- GOAL 1: Reproduce the stretch of the Celery upgrade discussion from "What needs to" through "function signatures, etc.", keeping every word unchanged.
- GOAL 2: Carry on writing the Celery upgrade discussion, picking up right after its final sentence.

- TEXT:
<<<<

Why am I suggesting this?

We at Hudl self-host the OSS version of Redash. v3. We consistently see one bad query returning large data set use the entire memory of the server affecting other workers and queries. Currently Celery v3.x does not allow adding memory usage limits (--max-memory-per-child flag). However, Celery v4.x does. We would like to use this to isolate and limit contention between celery workers.

This issue exists for Redash v4 too as the celery version is the same major version.

What needs to be done?

To limit contention of resources between Celery workers is to limit how much memory gets used by each worker. One way to do this is to upgrade version of Celery to v4.x. This is not a trivial change however. Here’s what’s changed in celery between v3 and v4: http://docs.celeryproject.org/en/master/whatsnew-4.0.html

There are changes to interfaces, routing, redis events, and dropped support for few old frameworks, etc. This is probably a large update to the backend and could be phased. The lazy upgrade is to update python package and any decorators and function signatures. This is only to be done in small number of places but testing will be important.

There will be a lot more changes to do such as changing setting names, function signatures, etc.

Next Steps

The main aim is to use this as a discussion thread. If there are ways to limit the impact of upgrade, I’d like to hear this, If there are ways that don’t require an upgrade to Celery or the owners and community don’t want to upgrade celery, I’d like to find other ways.

I know parts of the codebase but not everything so I’m looking for help identifying list of changes to be done.

I’m all for upgrading Celery :+1: , but as you said we need to do so carefully. I think that most of the changes don’t affect us, except for name changes of some of the settings, that we will need to update.

>>>>

- DATA SHOWN:

<<<<

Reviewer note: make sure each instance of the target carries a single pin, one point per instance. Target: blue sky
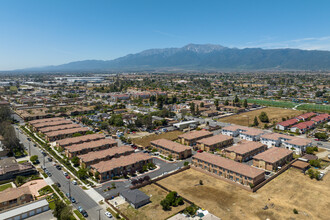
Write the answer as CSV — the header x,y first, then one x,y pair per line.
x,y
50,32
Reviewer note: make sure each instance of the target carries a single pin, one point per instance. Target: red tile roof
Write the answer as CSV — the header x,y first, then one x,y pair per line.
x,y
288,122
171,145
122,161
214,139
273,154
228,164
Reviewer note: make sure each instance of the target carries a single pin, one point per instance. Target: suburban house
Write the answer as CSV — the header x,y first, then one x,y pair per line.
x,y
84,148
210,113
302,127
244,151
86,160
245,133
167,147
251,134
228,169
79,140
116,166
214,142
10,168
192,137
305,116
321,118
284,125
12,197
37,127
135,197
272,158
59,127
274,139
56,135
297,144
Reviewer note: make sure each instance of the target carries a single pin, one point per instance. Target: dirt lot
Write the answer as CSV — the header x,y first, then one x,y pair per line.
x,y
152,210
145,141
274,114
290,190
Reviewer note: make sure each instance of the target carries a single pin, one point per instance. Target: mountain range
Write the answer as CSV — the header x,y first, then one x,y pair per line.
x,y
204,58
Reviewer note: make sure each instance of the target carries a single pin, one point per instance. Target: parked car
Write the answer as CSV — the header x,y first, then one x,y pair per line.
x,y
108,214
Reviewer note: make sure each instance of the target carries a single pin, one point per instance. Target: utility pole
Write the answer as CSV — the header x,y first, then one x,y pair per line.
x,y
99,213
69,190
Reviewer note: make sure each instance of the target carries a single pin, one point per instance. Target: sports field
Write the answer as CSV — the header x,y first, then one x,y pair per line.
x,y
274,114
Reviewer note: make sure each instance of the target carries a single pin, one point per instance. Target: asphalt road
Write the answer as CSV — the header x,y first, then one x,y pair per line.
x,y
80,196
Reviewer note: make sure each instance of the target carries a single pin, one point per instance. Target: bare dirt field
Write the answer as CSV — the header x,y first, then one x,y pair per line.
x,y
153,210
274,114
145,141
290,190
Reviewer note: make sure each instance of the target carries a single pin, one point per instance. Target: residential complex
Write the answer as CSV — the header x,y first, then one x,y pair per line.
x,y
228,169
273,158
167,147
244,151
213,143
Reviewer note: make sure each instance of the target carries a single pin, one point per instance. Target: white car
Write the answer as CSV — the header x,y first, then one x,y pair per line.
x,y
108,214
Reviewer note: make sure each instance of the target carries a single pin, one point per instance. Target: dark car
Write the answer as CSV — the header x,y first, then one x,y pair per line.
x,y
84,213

>>>>
<<<<

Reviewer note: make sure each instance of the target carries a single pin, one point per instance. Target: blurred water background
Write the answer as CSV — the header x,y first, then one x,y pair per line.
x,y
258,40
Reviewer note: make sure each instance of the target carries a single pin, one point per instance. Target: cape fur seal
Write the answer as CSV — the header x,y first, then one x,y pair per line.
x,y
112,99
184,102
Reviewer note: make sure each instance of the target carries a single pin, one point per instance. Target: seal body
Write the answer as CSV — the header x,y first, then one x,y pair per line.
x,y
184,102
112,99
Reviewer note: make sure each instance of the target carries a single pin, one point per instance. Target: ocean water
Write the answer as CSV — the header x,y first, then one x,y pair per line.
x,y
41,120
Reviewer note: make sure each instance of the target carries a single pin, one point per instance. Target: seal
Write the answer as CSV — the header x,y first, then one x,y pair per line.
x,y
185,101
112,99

>>>>

- EXERCISE RESULT 1:
What needs to be done?

To limit contention of resources between Celery workers is to limit how much memory gets used by each worker. One way to do this is to upgrade version of Celery to v4.x. This is not a trivial change however. Here’s what’s changed in celery between v3 and v4: http://docs.celeryproject.org/en/master/whatsnew-4.0.html

There are changes to interfaces, routing, redis events, and dropped support for few old frameworks, etc. This is probably a large update to the backend and could be phased. The lazy upgrade is to update python package and any decorators and function signatures. This is only to be done in small number of places but testing will be important.

There will be a lot more changes to do such as changing setting names, function signatures, etc.

- EXERCISE RESULT 2:
The folks from Mozilla already use Celery 4 with Redash, so we can try and check what they did. Unfortunately I’m not sure if any of them are on the forum :man_shrugging:

The other concern is how will it work when during an actual upgrade if the user still has jobs from Celery 3.x. V4 already using a version of Celery that should be forward compatible, but not all users will upgrade from V4. The least we should have is clear instructions on what to do (probably clear Redis).

It would be good to hear about Mozilla’s experience. Do they maintain their work fork then?

For upgrades, for the settings, we could have a small script that does the conversion. Some other changes that affect redash is adding typing=False to task decorator for not using function signatures. although we could do without it (I need to spend time on reading how celery does this). And secondly adding **kwargs to function parameters for all tasks.

I’ll start my investigation on this and document in this thread what changes we need in addition to above.

Yes their fork is here: github.com/mozilla/redash.

We can move the discussion to a GitHub issue, and then mention them to bring them to the discussion :slight_smile:

I added the Github issue at https://github.com/getredash/redash/issues/2517

From Mozilla’s fork it looks like they have a commit for upgrade https://github.com/mozilla/redash/commit/de4a5a1419902953146a12efbea6e17776b6e5d6

Doesn’t look too bad.